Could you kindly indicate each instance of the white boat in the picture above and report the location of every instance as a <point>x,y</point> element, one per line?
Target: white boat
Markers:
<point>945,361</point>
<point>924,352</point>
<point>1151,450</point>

— PROBLEM —
Could you set out the lines above as a numbered list, skipping any blank ones?

— WRITTEN RESPONSE —
1. Could you kindly indicate each instance of the white boat in the picture above and report the location of every instance as a <point>x,y</point> element, one per line?
2. Target: white boat
3. Markers:
4. <point>945,361</point>
5. <point>924,352</point>
6. <point>1151,450</point>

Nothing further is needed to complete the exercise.